What to produce: Return verbatim the lines of the records from the line containing "[indicate] one point per instance, sample <point>369,49</point>." through the line containing "<point>44,560</point>", with both of those lines included.
##############################
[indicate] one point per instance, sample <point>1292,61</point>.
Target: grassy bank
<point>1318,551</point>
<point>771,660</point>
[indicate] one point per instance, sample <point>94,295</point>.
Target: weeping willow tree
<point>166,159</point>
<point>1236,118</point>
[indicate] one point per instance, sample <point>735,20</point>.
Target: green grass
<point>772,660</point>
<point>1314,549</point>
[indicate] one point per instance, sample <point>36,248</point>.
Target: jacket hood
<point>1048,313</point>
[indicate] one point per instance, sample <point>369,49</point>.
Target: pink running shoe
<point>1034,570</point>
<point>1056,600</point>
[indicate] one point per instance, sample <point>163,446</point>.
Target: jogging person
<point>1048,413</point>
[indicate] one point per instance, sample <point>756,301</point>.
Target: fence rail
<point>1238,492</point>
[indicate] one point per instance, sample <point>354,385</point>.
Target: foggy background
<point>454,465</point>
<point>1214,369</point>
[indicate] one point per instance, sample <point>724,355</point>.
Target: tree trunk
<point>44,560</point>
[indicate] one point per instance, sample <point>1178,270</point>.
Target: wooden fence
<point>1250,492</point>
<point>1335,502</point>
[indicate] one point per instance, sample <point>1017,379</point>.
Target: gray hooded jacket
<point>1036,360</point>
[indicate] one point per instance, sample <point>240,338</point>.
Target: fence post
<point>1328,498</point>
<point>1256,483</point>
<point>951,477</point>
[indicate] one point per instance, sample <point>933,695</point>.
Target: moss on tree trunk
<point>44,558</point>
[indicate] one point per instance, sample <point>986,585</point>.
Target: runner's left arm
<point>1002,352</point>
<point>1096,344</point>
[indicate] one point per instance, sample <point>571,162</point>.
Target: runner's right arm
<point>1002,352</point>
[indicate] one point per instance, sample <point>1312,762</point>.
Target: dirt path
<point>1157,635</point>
##############################
Task answer:
[indicate] one point per instance, sample <point>369,49</point>.
Target: pink running shoe
<point>1034,570</point>
<point>1056,600</point>
[indicate] one point per instance, sample <point>163,446</point>.
Target: jogging person
<point>1048,413</point>
[indicate] one point per instance, sample <point>756,301</point>.
Target: fence rail
<point>1238,492</point>
[indicate] one point per instance, sample <point>354,385</point>.
Target: foggy background
<point>454,465</point>
<point>1214,369</point>
[indicate] one point per instance, sample <point>724,355</point>.
Target: tree trunk
<point>44,560</point>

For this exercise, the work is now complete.